(Object pointing dataset rows)
--

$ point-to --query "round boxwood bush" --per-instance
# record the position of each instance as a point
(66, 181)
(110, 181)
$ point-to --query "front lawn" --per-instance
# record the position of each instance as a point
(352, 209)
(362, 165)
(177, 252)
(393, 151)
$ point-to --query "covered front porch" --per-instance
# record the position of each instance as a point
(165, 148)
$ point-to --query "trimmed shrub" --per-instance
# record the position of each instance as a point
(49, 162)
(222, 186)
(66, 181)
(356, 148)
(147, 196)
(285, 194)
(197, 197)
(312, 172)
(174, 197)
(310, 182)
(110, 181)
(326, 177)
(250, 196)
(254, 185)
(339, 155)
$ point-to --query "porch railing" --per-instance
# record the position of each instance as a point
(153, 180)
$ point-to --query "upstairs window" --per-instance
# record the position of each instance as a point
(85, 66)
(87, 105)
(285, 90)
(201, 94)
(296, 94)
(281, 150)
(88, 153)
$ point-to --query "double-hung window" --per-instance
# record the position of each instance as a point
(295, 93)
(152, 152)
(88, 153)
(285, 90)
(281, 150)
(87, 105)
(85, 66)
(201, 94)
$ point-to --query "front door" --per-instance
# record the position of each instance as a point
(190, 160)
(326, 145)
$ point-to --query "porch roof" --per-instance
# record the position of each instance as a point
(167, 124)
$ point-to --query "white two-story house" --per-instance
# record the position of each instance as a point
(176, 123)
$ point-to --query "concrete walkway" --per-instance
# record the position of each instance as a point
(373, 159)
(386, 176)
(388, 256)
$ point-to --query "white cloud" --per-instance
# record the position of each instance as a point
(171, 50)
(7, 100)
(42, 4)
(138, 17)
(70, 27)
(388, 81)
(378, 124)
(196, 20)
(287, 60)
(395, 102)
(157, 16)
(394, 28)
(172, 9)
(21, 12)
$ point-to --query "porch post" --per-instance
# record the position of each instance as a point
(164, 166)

--

■ **TASK DETAILS**:
Quote every record above exactly.

■ **RESULT BELOW**:
$ point-to --query "round boxwood bush" --per-instance
# record the position of each instance as a point
(66, 181)
(110, 181)
$ point-to --query "front lawn" --per-instance
# record the position of each instance as a point
(352, 209)
(362, 165)
(177, 252)
(393, 151)
$ point-to --query "covered front porch" --per-instance
# record the position of each instance as a point
(165, 148)
$ point-to --query "trimmed shrub" --per-instance
# record the position of each instance as a point
(49, 162)
(222, 186)
(66, 181)
(356, 148)
(147, 196)
(285, 194)
(197, 197)
(312, 172)
(174, 197)
(310, 182)
(110, 181)
(326, 177)
(250, 196)
(254, 185)
(339, 155)
$ point-to --query "porch railing" --per-instance
# record the position of each instance as a point
(153, 180)
$ point-to --query "upstairs window" --per-instance
# record the position of each instance as a point
(85, 66)
(87, 105)
(285, 90)
(201, 94)
(296, 94)
(281, 150)
(88, 153)
$ point-to --query "double-hung window" --per-instance
# record the position of each instance as a point
(295, 93)
(152, 152)
(88, 153)
(285, 90)
(281, 150)
(87, 105)
(85, 66)
(201, 94)
$ point-to --query "front door" --per-instance
# record the position of each instance as a point
(190, 160)
(326, 145)
$ point-to --query "porch roof" --per-instance
# record the position of each instance as a point
(167, 124)
$ point-to --query "white two-story house" --per-instance
# record the position of each instance as a point
(176, 123)
$ point-to --query "concrete walkway" --per-instance
# record the position of each instance as a point
(373, 159)
(386, 176)
(388, 256)
$ point-to --query "white cloud" --per-instance
# record the position of each instance as a point
(171, 50)
(7, 100)
(42, 4)
(138, 17)
(70, 27)
(388, 81)
(378, 124)
(196, 20)
(287, 60)
(395, 102)
(157, 16)
(394, 28)
(172, 9)
(21, 12)
$ point-to --query "porch post" --per-instance
# record the position of each instance as a point
(164, 166)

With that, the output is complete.